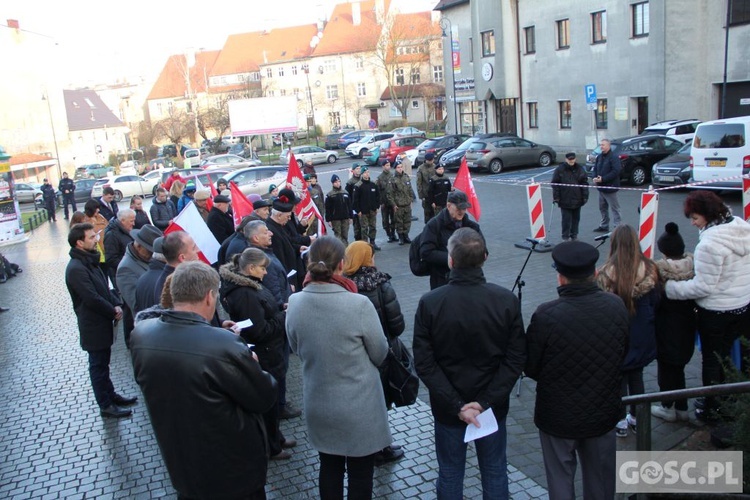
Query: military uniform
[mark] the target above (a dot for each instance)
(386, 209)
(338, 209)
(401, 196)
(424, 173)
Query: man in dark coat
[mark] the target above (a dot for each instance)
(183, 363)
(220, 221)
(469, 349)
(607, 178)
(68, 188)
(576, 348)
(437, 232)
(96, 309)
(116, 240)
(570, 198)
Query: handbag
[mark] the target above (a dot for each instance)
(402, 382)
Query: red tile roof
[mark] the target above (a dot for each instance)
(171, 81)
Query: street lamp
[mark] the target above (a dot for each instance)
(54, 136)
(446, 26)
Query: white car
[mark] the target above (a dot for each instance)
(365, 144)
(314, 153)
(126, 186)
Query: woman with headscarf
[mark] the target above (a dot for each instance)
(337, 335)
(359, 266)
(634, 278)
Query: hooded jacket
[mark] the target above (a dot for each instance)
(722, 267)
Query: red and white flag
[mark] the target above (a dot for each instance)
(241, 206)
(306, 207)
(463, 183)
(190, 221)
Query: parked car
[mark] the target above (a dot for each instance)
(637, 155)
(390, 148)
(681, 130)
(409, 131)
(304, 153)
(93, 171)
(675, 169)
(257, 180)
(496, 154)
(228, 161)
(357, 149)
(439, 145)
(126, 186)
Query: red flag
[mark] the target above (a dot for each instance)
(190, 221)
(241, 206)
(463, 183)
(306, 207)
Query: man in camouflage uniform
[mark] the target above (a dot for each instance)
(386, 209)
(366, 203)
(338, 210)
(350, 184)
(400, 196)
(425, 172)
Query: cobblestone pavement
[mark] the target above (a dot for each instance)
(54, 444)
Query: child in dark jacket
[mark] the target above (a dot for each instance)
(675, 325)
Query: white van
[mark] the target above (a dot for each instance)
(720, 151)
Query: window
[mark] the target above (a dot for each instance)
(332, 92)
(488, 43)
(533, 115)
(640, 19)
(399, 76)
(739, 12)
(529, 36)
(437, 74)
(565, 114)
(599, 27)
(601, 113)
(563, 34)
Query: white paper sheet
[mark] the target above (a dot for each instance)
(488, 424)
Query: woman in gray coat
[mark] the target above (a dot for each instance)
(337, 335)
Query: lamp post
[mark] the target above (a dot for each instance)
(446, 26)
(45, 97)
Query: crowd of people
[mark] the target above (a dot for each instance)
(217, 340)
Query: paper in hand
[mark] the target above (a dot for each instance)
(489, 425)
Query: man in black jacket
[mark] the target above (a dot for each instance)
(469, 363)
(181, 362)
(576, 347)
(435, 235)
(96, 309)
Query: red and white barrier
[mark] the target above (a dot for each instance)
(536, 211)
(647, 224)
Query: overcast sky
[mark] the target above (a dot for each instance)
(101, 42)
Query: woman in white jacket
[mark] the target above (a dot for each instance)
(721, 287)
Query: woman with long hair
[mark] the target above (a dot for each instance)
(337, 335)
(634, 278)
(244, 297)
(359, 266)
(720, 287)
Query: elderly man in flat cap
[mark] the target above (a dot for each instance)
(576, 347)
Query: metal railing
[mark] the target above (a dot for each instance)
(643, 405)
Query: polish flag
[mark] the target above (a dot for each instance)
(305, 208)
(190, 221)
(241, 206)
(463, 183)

• • • • • • •

Challenge: Rewrite all of the lines above with "a dot for each instance" replaced by "one dot per match" everywhere and nothing else changed. Leave the pictures out of your answer.

Answer to the task:
Query: military uniform
[mark] the target above (one dot per match)
(386, 209)
(338, 209)
(401, 196)
(424, 173)
Query: man in dark coat
[mark] the target above (one dot per match)
(183, 363)
(220, 221)
(469, 349)
(607, 178)
(68, 188)
(576, 348)
(437, 232)
(96, 309)
(116, 240)
(570, 198)
Query: handbag
[mark] the target above (one dot per match)
(402, 382)
Query: red tile roof
[mark] the target above (one dot per match)
(171, 81)
Query: street lamp
[mark] the target above (one dot per match)
(54, 136)
(446, 26)
Query: white car
[mark] the target above (one dot per match)
(365, 144)
(314, 153)
(126, 186)
Query: woman with headscarf
[mark] the target above (one dot per match)
(337, 335)
(359, 266)
(634, 278)
Query: hooded jacket
[mark] the target above (one dot per match)
(722, 267)
Query: red and white flag
[mark] the target above (one dot per match)
(241, 206)
(306, 207)
(463, 183)
(190, 221)
Query: parked car
[mark] the target above (one dot per match)
(637, 155)
(390, 148)
(681, 130)
(409, 131)
(304, 153)
(93, 171)
(675, 169)
(257, 180)
(496, 154)
(228, 161)
(357, 149)
(439, 145)
(126, 186)
Query: red flag
[mark] the target above (one dot per match)
(190, 221)
(241, 206)
(463, 183)
(306, 207)
Query: man in camouflage uniform
[mark] the target above (one dot per match)
(386, 209)
(366, 203)
(338, 210)
(350, 184)
(400, 196)
(425, 172)
Query: cobblestone pavement
[mark] the target above (one dot per match)
(54, 444)
Query: child in dark jacket
[mark] the target above (one dot per match)
(675, 325)
Query: white van
[mark] the target above (one dot per match)
(720, 151)
Query: window
[mark] the target above (one dot per match)
(332, 92)
(488, 43)
(533, 115)
(640, 19)
(399, 76)
(739, 12)
(529, 36)
(437, 74)
(565, 114)
(599, 27)
(601, 113)
(563, 34)
Query: white paper sheet
[mark] the target above (one dot per match)
(488, 424)
Query: woman in gray coat
[mark] the target above (one dot per match)
(337, 335)
Query: lamp post
[mark] the target above (one dot per match)
(446, 26)
(45, 97)
Query: crowd of people
[mark] the target above (one dot per match)
(217, 340)
Query: paper in hand
[mark] the target above (one dot per match)
(489, 425)
Query: man in black jacket
[mark] the target above (one dot per match)
(469, 363)
(181, 362)
(576, 347)
(435, 235)
(96, 309)
Query: red and white barrier
[mark] the target above (one dot per match)
(536, 211)
(647, 224)
Query: overcast sky
[mark] the target above (one dot per match)
(101, 42)
Query: woman in white jacket
[mark] the target above (one dot per match)
(721, 287)
Query: woman with long hair
[mark] the target above (one dot per match)
(337, 335)
(634, 278)
(244, 297)
(359, 266)
(720, 287)
Query: elderly man in flat cap
[mark] the target above (one dot per match)
(576, 347)
Query: metal railing
[mark] the target above (one dot per match)
(643, 405)
Query: polish flag
[mark] the target above (one dot per match)
(305, 208)
(190, 221)
(241, 206)
(463, 183)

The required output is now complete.